Tenisha Tucker underwent DIEP surgery a year ago to reconstruct her breasts after a double mastectomy. A year after the procedure, Tucker is back to normal activity. Courtesy photos

SALT LAKE CITY—One in eight women will get a breast cancer diagnosis in their lifetime. The American Cancer Society estimates that nearly 300,000 new cases will be diagnosed in women in 2023. Not only is the diagnosis traumatic, but for women, the thought of losing their hair or possibly losing a breast can be overwhelming because that is such a part of their self image.  

Studies show that more than 70 percent of women don’t know all of their options for reconstruction if they have a mastectomy or lumpectomy. “In general, 70-75% use implants and they look really good and are pretty safe,” said Dr. Christopher Shale, Intermountain Healthcare plastic and reconstructive surgeon. “Some patients say they don’t want them because they look terrible, etc. But 60 percent don’t get all their options which can lead to a lot of complications with self image. We want to alleviate some of the fear besides the diagnosis of cancer.”

One of the other options is Microvascular Breast Reconstruction using DIEP (deep inferior epigastric perforator) method that rebuilds the breast using a patient’s skin and fatty tissue and only takes the skin, fat, blood vessels and sensory nerves, he said.

“This living tissue reconstruction done at Intermountain facilities, leaves the muscle,” said Shale. “With these DIEP or DIEP Flaps, abdominal wall complication rates drop so it is a huge winner with our patients.”

Tenisha Tucker went to her doctor in February of 2022 to be checked out for fibroid issues. “She said before we plan to remove the fibroids let’s do a blood test to see if you carry the cancer gene,” said Tucker. “I have a lot of history of cancer in my family. When I told her my dad had breast cancer it alarmed her. The test came back positive for the PALB2 gene mutation. That made me at risk for breast cancer, pancreatic cancer and ovarian cancer. I had well over a 50% chance of getting cancer.”

◆ ◆ ◆ ◆ ◆ ◆ ◆

# Problems to work on
A – Answer these questions from the breast reconstruction article:
(i) How many women will get a breast cancer diagnosis in their lifetime?
(ii) What does DIEP stand for?
(iii) Which gene mutation did Tenisha Tucker's blood test come back positive for?
B – Extend the breast reconstruction article by writing what comes after its last paragraph.
The items are not needed for any of the work here.

(Natural-language object grounding data)

◆ ◆ ◆ ◆ ◆ ◆ ◆

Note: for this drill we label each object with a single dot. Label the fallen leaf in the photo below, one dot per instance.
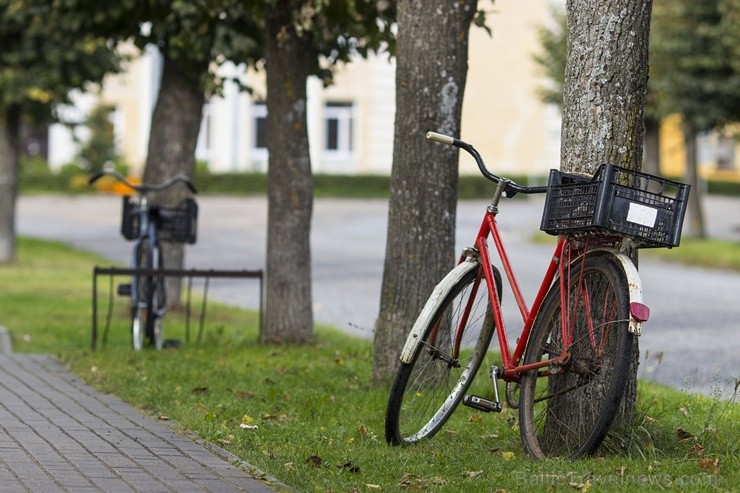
(697, 449)
(683, 434)
(709, 465)
(313, 460)
(348, 466)
(580, 486)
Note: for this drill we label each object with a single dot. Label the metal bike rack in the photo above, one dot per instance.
(112, 272)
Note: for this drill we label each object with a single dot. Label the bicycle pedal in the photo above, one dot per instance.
(482, 404)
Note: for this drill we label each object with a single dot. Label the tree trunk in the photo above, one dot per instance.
(651, 163)
(288, 304)
(603, 103)
(432, 54)
(172, 139)
(9, 127)
(695, 227)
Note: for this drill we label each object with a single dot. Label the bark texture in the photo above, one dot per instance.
(432, 54)
(172, 140)
(288, 302)
(604, 100)
(9, 127)
(605, 84)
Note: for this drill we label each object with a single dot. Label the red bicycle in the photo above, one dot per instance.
(570, 362)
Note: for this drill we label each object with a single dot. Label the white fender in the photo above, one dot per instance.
(634, 281)
(431, 306)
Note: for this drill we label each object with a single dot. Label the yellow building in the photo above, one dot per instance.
(351, 122)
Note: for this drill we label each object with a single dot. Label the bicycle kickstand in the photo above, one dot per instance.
(483, 404)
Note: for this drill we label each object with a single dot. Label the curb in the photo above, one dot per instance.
(6, 343)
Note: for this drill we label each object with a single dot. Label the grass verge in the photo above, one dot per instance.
(310, 416)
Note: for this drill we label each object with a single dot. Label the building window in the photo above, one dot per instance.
(259, 136)
(338, 130)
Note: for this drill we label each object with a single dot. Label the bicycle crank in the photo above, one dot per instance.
(483, 404)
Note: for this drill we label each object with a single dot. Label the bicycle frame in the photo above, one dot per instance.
(148, 233)
(511, 360)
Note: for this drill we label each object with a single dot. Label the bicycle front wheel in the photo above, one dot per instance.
(567, 409)
(427, 390)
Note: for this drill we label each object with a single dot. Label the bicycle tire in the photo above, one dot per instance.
(428, 389)
(141, 287)
(569, 412)
(148, 301)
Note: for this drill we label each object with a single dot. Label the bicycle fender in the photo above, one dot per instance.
(431, 306)
(639, 312)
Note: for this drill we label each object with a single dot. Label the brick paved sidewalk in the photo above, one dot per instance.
(59, 434)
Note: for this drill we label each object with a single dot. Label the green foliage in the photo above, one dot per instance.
(313, 420)
(554, 45)
(48, 50)
(339, 29)
(100, 149)
(694, 61)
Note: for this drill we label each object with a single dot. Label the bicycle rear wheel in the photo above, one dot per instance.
(566, 410)
(427, 390)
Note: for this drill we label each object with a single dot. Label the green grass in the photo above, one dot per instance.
(320, 420)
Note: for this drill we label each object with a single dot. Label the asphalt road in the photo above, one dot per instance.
(691, 341)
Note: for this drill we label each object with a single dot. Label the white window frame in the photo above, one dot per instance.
(344, 114)
(259, 110)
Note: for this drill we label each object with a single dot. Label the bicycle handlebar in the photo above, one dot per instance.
(144, 187)
(511, 188)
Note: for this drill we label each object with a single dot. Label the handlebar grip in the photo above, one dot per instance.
(441, 138)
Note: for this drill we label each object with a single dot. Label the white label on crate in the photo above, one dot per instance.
(643, 215)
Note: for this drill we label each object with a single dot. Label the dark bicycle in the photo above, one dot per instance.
(148, 225)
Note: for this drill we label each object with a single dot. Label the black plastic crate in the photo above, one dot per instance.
(179, 224)
(130, 219)
(648, 208)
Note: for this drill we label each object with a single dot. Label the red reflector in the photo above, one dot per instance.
(639, 311)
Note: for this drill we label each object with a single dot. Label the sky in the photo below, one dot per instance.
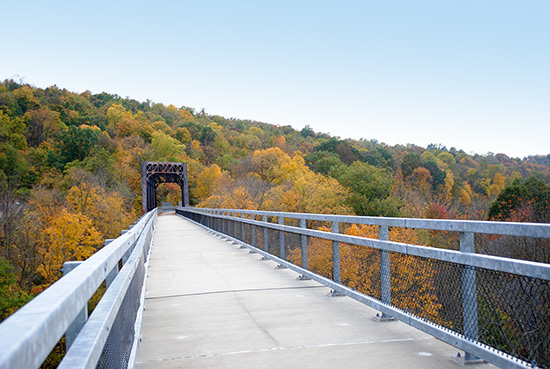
(474, 75)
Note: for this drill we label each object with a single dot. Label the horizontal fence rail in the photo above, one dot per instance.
(104, 340)
(494, 308)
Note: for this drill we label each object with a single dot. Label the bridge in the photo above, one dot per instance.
(240, 288)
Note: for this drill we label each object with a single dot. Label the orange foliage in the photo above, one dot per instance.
(68, 237)
(412, 278)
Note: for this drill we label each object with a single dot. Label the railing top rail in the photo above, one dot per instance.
(537, 230)
(508, 265)
(29, 335)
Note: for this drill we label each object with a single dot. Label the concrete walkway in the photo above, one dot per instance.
(210, 304)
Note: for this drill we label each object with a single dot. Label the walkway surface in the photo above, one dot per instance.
(210, 304)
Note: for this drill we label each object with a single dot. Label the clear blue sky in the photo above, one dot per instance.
(474, 75)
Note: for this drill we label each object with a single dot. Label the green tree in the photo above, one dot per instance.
(370, 188)
(75, 144)
(523, 201)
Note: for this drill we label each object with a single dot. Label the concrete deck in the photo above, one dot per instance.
(210, 304)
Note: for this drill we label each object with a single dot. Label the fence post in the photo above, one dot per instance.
(266, 237)
(336, 267)
(243, 229)
(253, 231)
(282, 251)
(469, 300)
(77, 324)
(303, 245)
(385, 276)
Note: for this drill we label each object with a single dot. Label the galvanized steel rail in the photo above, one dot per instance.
(28, 336)
(520, 274)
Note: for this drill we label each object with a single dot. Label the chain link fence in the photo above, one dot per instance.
(501, 310)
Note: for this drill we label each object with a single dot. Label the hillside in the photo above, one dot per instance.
(70, 175)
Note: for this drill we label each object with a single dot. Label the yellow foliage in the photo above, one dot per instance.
(68, 237)
(105, 210)
(449, 184)
(205, 181)
(185, 116)
(116, 113)
(412, 278)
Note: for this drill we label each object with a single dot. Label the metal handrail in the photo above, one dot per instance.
(219, 220)
(536, 230)
(28, 336)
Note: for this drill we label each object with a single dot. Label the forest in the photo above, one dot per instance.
(70, 176)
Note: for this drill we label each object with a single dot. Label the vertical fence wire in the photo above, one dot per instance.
(506, 311)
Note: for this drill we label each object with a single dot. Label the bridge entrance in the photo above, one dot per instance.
(154, 173)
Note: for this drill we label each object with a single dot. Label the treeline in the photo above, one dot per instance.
(70, 175)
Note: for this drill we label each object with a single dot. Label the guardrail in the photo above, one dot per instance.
(494, 308)
(108, 338)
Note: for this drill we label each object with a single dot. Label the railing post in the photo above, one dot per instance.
(385, 274)
(253, 231)
(282, 251)
(77, 324)
(235, 226)
(266, 237)
(113, 273)
(243, 229)
(226, 223)
(469, 300)
(336, 267)
(281, 220)
(303, 246)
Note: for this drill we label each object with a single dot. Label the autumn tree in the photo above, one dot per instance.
(68, 237)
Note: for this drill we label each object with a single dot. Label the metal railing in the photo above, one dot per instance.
(107, 339)
(494, 308)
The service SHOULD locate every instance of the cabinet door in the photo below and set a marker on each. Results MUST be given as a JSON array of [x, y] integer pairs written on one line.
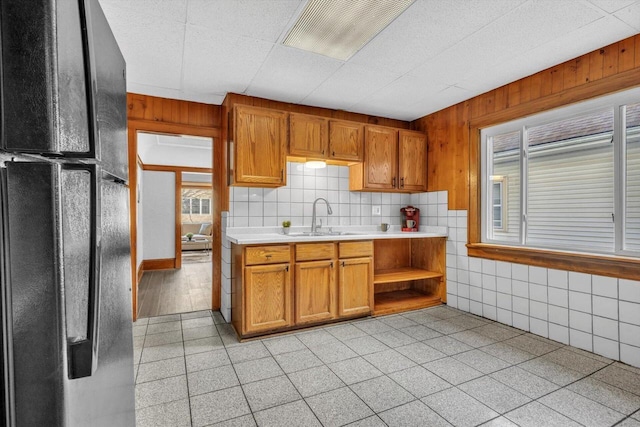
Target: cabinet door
[[381, 158], [316, 298], [412, 152], [356, 286], [308, 135], [345, 140], [260, 146], [267, 291]]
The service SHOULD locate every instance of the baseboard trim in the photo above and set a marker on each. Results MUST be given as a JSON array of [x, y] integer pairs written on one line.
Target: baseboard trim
[[158, 264]]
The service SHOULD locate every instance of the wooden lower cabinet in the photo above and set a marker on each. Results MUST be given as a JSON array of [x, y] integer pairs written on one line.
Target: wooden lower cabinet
[[267, 298], [315, 290], [356, 286]]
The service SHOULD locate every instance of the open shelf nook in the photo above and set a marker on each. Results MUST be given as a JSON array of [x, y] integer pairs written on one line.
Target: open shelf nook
[[408, 274]]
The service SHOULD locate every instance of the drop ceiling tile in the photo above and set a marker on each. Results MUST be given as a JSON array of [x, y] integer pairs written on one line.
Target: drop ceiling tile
[[349, 85], [219, 62], [260, 19], [174, 10], [611, 6], [443, 99], [630, 15], [531, 25], [599, 33], [401, 94], [427, 28], [290, 75], [151, 47]]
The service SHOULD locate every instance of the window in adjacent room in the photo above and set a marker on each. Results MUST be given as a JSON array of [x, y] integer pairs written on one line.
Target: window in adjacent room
[[196, 204], [570, 178]]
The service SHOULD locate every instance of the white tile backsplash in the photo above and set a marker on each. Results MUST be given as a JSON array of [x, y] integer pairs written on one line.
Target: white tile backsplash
[[268, 207], [558, 278], [580, 301], [605, 286], [580, 321], [605, 328], [629, 290], [630, 334], [580, 282], [551, 303], [605, 307], [629, 312]]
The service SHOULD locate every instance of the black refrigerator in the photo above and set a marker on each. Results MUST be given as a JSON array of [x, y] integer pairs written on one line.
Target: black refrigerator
[[67, 349]]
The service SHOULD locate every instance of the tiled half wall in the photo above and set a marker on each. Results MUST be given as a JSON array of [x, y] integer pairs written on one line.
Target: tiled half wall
[[595, 313]]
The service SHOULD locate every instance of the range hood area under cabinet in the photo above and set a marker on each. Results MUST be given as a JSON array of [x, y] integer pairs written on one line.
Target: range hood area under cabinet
[[381, 159]]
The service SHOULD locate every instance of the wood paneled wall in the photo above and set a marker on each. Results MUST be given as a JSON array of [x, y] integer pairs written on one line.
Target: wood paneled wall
[[596, 73], [145, 107], [232, 99]]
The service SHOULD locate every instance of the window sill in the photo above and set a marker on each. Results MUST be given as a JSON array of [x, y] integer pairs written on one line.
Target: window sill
[[603, 265]]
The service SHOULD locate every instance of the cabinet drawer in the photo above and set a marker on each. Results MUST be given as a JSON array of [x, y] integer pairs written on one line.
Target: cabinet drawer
[[355, 249], [267, 254], [315, 251]]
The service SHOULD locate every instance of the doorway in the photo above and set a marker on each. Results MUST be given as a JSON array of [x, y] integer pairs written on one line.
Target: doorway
[[174, 223]]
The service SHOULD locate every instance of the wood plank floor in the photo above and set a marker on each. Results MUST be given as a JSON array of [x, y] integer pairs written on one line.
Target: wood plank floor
[[175, 291]]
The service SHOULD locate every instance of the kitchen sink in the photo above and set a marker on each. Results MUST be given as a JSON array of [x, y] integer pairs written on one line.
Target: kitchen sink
[[323, 233]]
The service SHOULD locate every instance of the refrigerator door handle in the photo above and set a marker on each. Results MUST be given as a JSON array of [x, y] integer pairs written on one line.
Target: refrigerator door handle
[[83, 351]]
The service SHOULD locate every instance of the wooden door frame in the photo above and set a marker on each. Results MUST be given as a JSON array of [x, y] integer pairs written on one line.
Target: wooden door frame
[[177, 171], [150, 126]]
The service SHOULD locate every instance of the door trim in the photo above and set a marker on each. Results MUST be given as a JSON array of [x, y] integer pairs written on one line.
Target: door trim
[[135, 126]]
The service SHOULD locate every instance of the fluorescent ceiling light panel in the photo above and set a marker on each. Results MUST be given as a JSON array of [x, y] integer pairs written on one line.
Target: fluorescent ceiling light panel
[[339, 28]]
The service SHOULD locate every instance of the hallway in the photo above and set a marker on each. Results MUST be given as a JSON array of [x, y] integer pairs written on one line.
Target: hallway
[[175, 291]]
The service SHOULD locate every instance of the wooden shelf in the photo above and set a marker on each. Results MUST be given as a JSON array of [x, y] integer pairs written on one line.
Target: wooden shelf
[[403, 300], [403, 274]]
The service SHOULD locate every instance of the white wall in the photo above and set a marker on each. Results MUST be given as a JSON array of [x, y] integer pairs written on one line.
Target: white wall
[[139, 219], [158, 208], [594, 313], [257, 207]]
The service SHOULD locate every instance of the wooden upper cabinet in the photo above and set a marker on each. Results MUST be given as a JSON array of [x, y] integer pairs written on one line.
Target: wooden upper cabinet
[[259, 154], [308, 135], [412, 155], [346, 140], [381, 158]]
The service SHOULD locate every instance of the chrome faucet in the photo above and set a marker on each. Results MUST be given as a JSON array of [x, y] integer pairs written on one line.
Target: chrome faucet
[[314, 227]]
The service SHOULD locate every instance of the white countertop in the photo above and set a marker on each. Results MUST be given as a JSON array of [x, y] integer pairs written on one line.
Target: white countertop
[[259, 235]]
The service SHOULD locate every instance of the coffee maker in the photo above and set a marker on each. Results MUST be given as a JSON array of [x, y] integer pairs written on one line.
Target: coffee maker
[[410, 218]]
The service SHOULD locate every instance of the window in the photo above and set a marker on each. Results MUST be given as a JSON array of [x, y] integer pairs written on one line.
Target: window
[[567, 179], [196, 204], [499, 199]]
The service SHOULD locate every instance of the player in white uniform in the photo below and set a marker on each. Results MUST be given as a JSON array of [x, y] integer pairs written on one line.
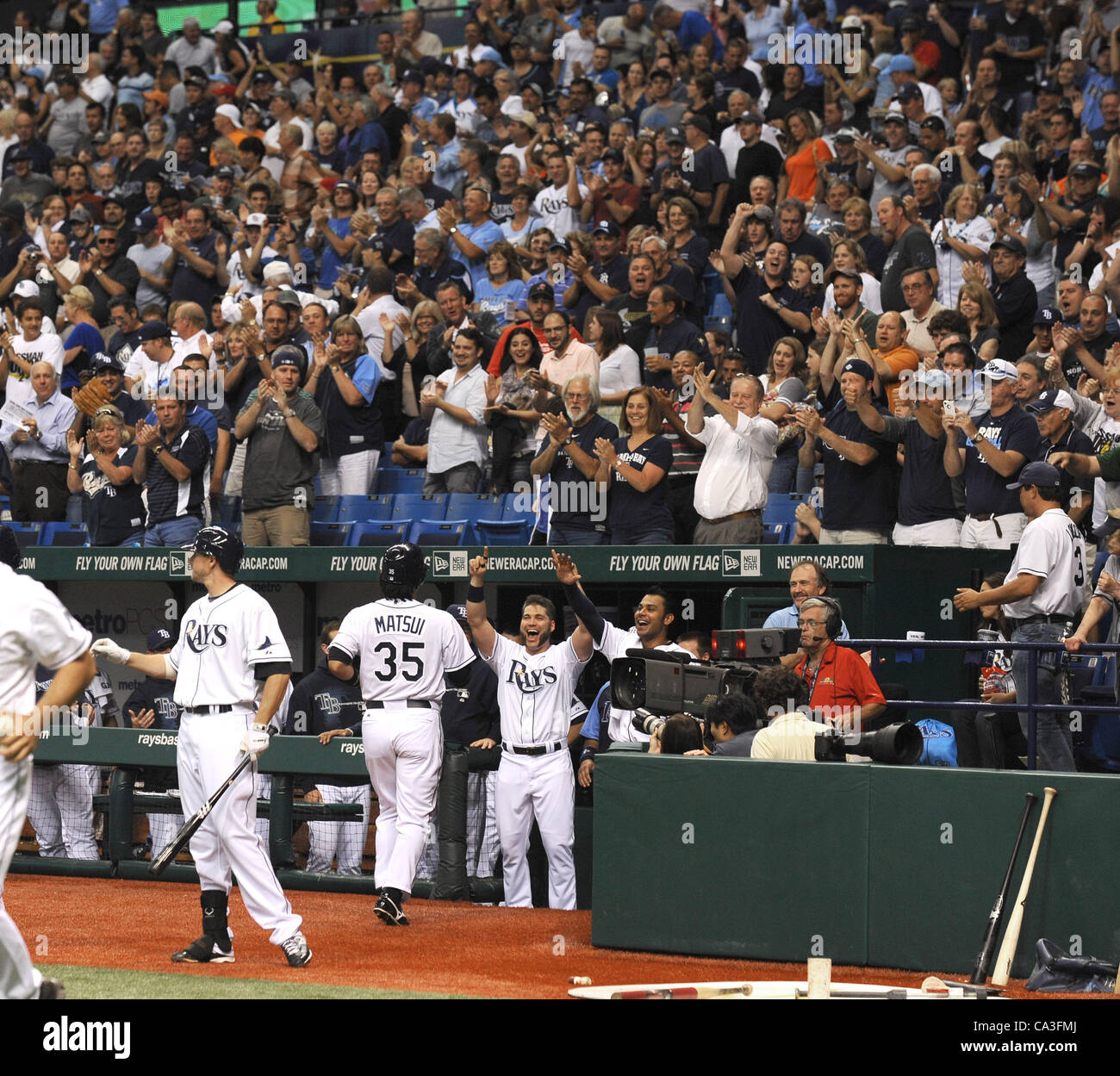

◆ ◆ ◆ ◆ ◆ ◆ ◆

# Numbered answers
A –
(i) One in eight.
(ii) Deep inferior epigastric perforator.
(iii) The PALB2 gene mutation.

B –
Tucker was no stranger to cancer. “My great grandma had breast cancer,” she said. “My grandma had breast cancer and survived and my dad had breast cancer and survived it. My cousin had the same gene and found out when she was already at stage 4. My great aunt passed away from ovarian cancer and my aunt passed away from breast cancer. My great uncle on my dad’s side passed away from pancreatic cancer.” 

With that history, Tucker opted for a hysterectomy. “They also recommended a double mastectomy,” she said. “I thought, ‘wow do I remain flat or get implants?’ I didn’t want implants in me. I’d heard stories, some good, some bad.”

The doctors told her there was another option, DIEP Flap. “It is another form of reconstruction using the stomach tissue to create a boob out of your own tissue,” said Tucker. “They did a double mastectomy and the reconstructive surgery all at once. It took eight hours and there were four doctors. One doctor did the mastectomy and the other three worked on me doing reconstruction. It cuts down the time that you’re under.”

Tucker just celebrated her one year anniversary since having the surgery. “Now I’m able to do every activity I did before the surgery,” she said. “I’m very glad I don’t have to worry about contracting breast cancer or ovarian cancer.”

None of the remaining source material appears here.